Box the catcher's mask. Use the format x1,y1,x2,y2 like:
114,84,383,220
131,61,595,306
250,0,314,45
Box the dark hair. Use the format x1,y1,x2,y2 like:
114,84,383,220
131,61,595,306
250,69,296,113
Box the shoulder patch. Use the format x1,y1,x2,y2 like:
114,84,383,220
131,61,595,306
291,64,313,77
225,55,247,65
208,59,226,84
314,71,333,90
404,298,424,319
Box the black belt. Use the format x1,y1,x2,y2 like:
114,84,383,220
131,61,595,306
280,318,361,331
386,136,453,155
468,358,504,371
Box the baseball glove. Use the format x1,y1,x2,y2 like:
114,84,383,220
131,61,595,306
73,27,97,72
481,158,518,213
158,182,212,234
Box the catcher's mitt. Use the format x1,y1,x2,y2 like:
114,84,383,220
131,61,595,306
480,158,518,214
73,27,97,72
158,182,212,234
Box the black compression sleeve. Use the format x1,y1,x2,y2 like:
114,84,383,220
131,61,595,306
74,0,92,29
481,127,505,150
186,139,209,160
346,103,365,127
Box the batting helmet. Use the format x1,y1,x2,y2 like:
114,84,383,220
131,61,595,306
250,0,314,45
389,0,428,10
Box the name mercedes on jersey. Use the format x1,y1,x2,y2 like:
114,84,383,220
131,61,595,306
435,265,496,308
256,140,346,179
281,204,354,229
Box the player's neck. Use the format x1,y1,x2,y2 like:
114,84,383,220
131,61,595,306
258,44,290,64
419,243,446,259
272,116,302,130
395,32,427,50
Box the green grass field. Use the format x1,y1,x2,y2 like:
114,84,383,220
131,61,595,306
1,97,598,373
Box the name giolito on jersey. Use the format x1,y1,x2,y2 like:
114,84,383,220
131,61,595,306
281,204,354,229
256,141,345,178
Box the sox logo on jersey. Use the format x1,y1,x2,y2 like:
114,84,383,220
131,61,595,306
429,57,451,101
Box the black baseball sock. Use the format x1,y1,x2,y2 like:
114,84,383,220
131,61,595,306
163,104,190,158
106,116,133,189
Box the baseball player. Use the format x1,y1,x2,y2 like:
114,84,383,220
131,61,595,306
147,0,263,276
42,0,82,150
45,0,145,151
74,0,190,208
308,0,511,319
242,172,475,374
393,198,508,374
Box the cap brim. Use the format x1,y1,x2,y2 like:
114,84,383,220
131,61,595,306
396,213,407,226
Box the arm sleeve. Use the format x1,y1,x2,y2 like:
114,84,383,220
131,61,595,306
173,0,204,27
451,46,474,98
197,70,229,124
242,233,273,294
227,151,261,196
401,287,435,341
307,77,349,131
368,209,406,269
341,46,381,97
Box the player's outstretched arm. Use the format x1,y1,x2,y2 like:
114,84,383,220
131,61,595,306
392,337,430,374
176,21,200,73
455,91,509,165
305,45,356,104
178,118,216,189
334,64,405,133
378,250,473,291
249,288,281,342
• • • • •
What to do: Without dropping a single line, output the records above exactly.

Response to this task:
Box the catcher's mask. Use the format x1,y1,x2,y2 like:
114,84,383,220
131,61,595,306
250,0,314,45
Box the dark hair. Use the format x1,y1,x2,y2 like:
114,84,383,220
131,61,595,306
250,69,296,113
Box the shoulder patch. Use the format x1,y1,x2,y2 like:
114,84,383,220
131,61,595,306
291,64,313,77
225,55,247,65
208,59,226,84
314,71,333,90
404,298,424,319
Box the black belt. Use the format x1,y1,x2,y2 like:
114,84,383,220
131,61,595,306
280,318,361,331
386,136,453,155
468,358,504,371
Box the baseball glove. Use the format x1,y1,x2,y2 like:
114,84,383,220
131,61,595,306
73,27,97,72
481,158,518,213
158,182,212,234
Box the catcher's mitt. Use the format x1,y1,x2,y2 like:
114,84,383,220
131,61,595,306
480,158,518,214
73,27,97,72
158,182,212,234
Box the black compression sleeve. Use the format x1,y1,x2,y2 like:
114,84,383,220
131,61,595,306
74,0,92,29
481,127,505,150
186,139,209,160
346,103,365,127
Box the batting helmet. Use the format x1,y1,x2,y2 like:
114,84,383,220
131,61,595,306
250,0,314,45
389,0,428,10
Box the name mercedes on jersey. Use the format x1,y1,x2,y2 like:
114,84,383,220
131,61,595,306
435,265,496,308
256,140,346,179
281,204,354,229
Box the player's neck. Use the format x1,y1,x2,y2 like:
114,84,383,220
131,61,595,306
258,44,290,64
419,243,446,259
272,116,302,130
395,32,427,50
Box the green grass field. Use the format x1,y1,x2,y2 like:
114,84,383,220
131,61,595,306
1,97,598,373
Box the name giolito on jersey. Use the format x1,y1,x2,y2 like:
114,84,383,220
131,61,595,306
281,204,354,229
256,141,345,178
Box the sox logo on jersey. Use the format x1,y1,x2,y2 like:
114,84,383,220
131,61,595,306
429,57,451,101
Box the black baseball sock. Use the format x1,y1,x2,y2 like:
114,84,383,220
131,61,595,306
163,104,190,158
106,116,133,189
Box the baseball player. Use the format x1,y1,x2,y2 like:
114,84,383,220
131,61,595,306
147,0,263,276
42,0,82,150
45,0,145,151
74,0,190,208
308,0,511,319
242,172,475,374
393,198,508,374
Box the cap brim. Use the format x1,y1,x2,y2 like:
114,84,383,220
131,61,595,306
396,213,407,226
Box the arm sleeve. Use the format x1,y1,x2,y2 like:
114,84,383,220
131,61,595,306
173,0,204,27
451,46,474,98
197,70,229,124
242,233,273,294
227,151,261,196
401,287,435,341
307,77,349,131
368,209,406,269
341,46,381,97
Box the player's outstretched arm. Use the format x1,y1,x2,y2 like:
114,84,383,220
131,61,595,306
392,337,430,374
176,21,200,73
455,91,509,165
305,45,356,104
178,118,216,189
334,64,405,133
378,250,473,291
249,288,281,342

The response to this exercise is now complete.